**Source material**

▬▬▬

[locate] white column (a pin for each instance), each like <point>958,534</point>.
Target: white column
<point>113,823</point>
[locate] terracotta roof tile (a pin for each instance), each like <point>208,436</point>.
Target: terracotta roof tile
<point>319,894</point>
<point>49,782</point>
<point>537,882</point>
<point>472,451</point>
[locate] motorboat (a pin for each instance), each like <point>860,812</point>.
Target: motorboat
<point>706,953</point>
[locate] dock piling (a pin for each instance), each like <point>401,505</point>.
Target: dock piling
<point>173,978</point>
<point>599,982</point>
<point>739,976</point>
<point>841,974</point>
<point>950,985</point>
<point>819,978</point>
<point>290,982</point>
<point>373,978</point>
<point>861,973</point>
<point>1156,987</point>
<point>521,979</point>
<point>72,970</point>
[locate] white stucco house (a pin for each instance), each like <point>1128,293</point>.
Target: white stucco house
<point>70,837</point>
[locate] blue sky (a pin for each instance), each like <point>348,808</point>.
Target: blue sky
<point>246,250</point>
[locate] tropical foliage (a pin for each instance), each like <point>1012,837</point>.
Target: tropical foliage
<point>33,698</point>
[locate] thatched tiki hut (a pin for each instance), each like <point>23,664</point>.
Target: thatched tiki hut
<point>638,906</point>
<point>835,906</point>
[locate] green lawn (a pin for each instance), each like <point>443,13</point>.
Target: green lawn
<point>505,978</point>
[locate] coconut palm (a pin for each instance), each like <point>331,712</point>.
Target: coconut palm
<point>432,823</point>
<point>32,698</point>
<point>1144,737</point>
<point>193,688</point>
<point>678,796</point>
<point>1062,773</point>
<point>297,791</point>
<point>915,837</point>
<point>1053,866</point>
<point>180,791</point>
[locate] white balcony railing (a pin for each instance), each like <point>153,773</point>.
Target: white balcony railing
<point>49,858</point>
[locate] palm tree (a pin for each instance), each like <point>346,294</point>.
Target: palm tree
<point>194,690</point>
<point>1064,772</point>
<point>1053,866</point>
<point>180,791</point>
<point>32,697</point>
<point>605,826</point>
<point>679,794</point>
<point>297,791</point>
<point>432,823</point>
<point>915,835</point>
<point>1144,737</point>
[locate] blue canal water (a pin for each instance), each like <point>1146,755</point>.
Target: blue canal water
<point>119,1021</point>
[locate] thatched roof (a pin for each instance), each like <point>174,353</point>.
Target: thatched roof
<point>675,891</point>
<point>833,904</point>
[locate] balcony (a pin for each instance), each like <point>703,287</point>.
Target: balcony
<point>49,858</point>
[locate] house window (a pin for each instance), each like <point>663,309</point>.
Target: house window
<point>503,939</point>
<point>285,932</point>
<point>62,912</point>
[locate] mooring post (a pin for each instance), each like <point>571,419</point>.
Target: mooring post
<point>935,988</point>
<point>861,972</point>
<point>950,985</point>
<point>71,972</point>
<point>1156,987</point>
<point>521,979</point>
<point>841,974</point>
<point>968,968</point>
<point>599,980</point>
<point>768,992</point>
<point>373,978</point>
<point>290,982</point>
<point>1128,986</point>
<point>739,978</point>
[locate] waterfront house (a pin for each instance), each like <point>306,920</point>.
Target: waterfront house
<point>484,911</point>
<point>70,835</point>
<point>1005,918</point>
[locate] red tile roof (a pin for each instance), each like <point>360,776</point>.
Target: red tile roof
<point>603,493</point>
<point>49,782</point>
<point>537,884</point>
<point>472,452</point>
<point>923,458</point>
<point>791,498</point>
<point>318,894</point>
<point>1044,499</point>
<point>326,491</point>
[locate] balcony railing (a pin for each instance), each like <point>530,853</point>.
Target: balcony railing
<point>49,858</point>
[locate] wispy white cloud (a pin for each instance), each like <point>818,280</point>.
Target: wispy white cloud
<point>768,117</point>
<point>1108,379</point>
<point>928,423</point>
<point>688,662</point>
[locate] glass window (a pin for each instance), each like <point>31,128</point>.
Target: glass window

▬▬▬

Convert the part of the records above that opens with the line containing "[locate] house window" and closes with the line containing "<point>62,912</point>" into a Markdown table with the columns Row and Line. Number each row and leave out blank lines.

**Response**
| Row | Line |
|---|---|
| 1 | [locate] house window (a pin for each instance), each like <point>663,309</point>. |
| 2 | Target: house window |
| 3 | <point>503,939</point> |
| 4 | <point>285,932</point> |
| 5 | <point>62,912</point> |